* **Problems and tasks**
1/ In the RHA T10i review below, shorten the paragraph that begins "Each year, RHA upgrades their flagship IEM" into a bulleted list that keeps its main facts.
2/ Pick up the RHA T10i review after its final sentence and keep writing it.
---------- Provided passage
RHA t10i Review – How They Stack Up in 2017

If you’ve looked around on the apple store website, and looked at earphones, RHA is a very prominent manufacturer. They offer four different in-ear monitors on the Apple website, the RHA S500i, Ma750i, T10i, and T20i. Today I’ll be reviewing the second highest model (2014’s flagship model), the T10i’s.

About RHA

If you’ve never heard of RHA, it’s because they’re a relatively new company. They’re making waves in the audiophile industry, but in the mainstream market, they’re almost unheard of. In fact, they don’t even have a Wikipedia page. Founded in 2011, they design some of the nicest looking earphones around. Their earphones are pretty expensive, but you can expect them to last – and RHA backs that up, with a three year warranty. Nice going.

About the RHA T10i’s.

Each year, RHA upgrades their flagship IEM, and ups the price. The RHA t10i’s are 150% the price of the previous flagship, the MA750i’s, and about 60% the price of the flagship after, the t20i’s. Don’t think this is RHA ripping customers off though – each new flagship is entirely different from the previous, and is a noticeable step up in quality and technology. The RHA t10i’s retail for $199.95, and you can get the RHA t10 for $189.95, without the remote and mic. I recommend shelling out the $10 for the remote and mic, as it can come in handy at times. By comparison, $199.95 gets you the Powerbeats3 wireless on the beats side of things.
--------------------
---------- Information provided
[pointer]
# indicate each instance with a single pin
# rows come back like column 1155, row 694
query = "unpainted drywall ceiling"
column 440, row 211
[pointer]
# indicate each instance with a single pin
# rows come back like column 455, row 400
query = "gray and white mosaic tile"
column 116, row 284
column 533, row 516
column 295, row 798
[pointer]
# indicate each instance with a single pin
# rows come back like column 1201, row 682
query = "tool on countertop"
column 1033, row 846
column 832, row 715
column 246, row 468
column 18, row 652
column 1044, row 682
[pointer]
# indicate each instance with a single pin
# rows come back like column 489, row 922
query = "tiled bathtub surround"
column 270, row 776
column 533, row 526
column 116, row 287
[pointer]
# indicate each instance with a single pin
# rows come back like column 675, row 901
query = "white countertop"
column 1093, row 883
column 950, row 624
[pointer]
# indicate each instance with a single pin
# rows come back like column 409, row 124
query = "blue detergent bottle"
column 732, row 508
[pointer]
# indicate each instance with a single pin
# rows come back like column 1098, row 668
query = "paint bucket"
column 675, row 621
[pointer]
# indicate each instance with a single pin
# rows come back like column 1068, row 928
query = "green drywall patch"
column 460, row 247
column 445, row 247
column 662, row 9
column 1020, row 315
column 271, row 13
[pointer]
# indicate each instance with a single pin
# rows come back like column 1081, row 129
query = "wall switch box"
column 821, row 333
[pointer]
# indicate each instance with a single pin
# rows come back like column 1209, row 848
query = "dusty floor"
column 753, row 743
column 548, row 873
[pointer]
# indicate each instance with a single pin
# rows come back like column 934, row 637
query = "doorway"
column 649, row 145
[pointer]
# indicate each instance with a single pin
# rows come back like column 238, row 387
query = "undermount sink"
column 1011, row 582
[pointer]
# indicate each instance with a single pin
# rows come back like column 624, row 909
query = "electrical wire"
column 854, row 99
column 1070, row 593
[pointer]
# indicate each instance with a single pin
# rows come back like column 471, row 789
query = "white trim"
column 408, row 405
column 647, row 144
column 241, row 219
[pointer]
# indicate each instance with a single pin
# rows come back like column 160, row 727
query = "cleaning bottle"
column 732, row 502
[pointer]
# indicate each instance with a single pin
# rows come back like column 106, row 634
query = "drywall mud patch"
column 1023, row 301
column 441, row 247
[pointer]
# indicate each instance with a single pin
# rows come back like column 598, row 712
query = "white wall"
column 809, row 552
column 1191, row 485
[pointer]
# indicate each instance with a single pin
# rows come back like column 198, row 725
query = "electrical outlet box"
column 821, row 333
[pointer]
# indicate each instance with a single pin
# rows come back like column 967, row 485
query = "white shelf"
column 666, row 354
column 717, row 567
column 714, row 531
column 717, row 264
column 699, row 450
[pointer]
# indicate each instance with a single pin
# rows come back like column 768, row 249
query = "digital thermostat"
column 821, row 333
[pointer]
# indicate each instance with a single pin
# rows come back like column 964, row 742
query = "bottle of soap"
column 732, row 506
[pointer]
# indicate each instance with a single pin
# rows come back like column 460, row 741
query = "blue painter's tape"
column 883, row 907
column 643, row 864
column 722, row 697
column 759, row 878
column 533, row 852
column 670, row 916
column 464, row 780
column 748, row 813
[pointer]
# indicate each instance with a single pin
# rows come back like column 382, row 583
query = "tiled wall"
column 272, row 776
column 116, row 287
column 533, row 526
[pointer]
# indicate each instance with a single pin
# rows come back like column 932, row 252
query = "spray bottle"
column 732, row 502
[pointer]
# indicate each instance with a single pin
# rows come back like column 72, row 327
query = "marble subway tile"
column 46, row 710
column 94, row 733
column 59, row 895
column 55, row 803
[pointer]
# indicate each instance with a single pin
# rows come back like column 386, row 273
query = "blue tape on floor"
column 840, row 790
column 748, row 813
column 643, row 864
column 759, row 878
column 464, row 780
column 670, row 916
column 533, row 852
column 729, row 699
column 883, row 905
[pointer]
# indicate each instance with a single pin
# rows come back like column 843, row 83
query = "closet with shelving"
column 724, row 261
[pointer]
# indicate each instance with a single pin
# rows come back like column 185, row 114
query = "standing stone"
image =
--------------------
* **The replies**
1/
- RHA upgrades its flagship in-ear monitor every year and raises the price.
- The t10i costs 150% of the previous flagship, the MA750i, and about 60% of the next one, the t20i.
- This is not a rip-off: each new flagship is entirely different and a noticeable step up in quality and technology.
- The t10i retails for $199.95. The t10, without the remote and mic, costs $189.95.
- Paying the extra $10 for the remote and mic is recommended because they can come in handy.
- The same $199.95 buys the Powerbeats3 wireless from Beats.

2/
What’s in the box

When you first open the box, you’re greeted with the gorgeous earphones wrapped around a foam backing. The RHA t10i’s come with a plethora of ear-tips and tuning tips. The list of ear-tips are as follows


  • Small silicone tips
  • Medium silicone tips
  • Large silicone tips
  • Small double-flange silicone tips
  • Large double-flange silicone tips
  • Medium comply foam tips x2

There’s also tuning screw on filters:

  • +3dB bass filters
  • 0dB neutral filters
  • +3dB treble filters.

Also in the box is a lovely fabric carrying case for the RHA t10i’s. This is an impressive set of accessories for a $199.95 earphone. Even the box itself is top notch, which a magnetic door. 10/10 packaging.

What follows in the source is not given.